- Problem requirements
Quote exactly, and only, the lines from the one with "of the white" through the end of the listing.
──────── Extracted information
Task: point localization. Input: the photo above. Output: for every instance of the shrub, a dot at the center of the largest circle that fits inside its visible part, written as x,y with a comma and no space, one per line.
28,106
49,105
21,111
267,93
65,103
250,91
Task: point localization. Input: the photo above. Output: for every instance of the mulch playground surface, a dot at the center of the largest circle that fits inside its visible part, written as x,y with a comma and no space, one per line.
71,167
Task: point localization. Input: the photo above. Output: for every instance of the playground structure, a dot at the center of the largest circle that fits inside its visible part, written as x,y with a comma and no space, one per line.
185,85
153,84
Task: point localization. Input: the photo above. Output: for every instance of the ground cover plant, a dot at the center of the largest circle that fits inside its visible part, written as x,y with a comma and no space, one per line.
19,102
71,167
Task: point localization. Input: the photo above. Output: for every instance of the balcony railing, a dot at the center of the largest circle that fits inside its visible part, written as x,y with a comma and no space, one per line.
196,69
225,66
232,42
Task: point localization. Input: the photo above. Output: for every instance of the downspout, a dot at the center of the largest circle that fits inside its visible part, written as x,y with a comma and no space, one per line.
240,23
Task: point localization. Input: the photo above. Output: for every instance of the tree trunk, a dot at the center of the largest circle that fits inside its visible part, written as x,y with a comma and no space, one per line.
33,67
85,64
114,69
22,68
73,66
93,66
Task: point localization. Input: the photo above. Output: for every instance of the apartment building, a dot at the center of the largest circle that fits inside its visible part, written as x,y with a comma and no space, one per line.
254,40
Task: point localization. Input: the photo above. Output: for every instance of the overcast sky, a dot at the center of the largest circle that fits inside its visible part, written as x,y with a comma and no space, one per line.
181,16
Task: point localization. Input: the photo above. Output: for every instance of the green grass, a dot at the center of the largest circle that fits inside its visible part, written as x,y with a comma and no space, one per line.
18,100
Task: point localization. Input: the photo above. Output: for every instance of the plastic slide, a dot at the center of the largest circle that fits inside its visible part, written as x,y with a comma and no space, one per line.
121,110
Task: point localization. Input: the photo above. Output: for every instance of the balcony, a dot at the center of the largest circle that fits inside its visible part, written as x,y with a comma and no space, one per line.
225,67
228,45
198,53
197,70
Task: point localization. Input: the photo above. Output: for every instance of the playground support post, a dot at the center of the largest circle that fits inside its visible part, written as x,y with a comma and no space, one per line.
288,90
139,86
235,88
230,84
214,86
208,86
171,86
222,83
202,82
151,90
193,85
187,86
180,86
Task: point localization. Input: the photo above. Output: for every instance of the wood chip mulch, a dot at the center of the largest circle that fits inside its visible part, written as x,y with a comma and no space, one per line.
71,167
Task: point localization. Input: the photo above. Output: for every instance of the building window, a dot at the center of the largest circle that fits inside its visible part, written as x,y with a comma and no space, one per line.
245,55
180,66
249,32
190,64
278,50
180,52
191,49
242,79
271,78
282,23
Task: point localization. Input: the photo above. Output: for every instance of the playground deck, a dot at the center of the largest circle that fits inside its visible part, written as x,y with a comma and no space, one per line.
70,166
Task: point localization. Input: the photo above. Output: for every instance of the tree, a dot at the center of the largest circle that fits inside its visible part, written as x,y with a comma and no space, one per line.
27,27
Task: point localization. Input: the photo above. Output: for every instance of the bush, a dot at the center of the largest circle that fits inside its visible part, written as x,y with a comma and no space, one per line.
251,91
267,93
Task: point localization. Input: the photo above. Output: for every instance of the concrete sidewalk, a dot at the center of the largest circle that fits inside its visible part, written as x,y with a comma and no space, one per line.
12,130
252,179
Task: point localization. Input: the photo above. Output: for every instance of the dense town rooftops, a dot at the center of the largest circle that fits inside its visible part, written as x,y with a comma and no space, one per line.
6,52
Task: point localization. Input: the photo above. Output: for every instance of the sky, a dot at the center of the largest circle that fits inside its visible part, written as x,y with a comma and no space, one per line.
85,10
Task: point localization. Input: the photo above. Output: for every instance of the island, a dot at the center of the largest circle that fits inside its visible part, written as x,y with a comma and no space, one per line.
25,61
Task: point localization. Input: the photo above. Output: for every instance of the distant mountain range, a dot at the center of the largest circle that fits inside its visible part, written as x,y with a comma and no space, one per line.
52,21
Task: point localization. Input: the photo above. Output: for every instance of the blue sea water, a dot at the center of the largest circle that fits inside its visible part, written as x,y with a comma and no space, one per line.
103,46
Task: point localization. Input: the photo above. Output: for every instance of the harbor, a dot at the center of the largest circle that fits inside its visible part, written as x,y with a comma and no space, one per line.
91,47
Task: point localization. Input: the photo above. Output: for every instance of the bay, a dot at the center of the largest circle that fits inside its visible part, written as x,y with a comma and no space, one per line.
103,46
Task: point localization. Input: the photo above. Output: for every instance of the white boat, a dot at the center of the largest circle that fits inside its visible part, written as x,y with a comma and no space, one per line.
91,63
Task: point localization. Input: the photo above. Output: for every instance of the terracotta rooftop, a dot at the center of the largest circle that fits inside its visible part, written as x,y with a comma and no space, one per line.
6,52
────────────────
- Result of the exercise
Task: point localization. Input: the photo above. Output: for every instance of the white boat, a dot at the center of the largest circle that fits inside its visible part, written as x,y with a comma and no space, one per line.
91,63
Task: point localization. Input: the photo above. Output: for every instance of the terracotta rooftop, a dot at the center of the largest circle that fits inside its visible part, written as x,y with a comma and no space, one per line.
6,52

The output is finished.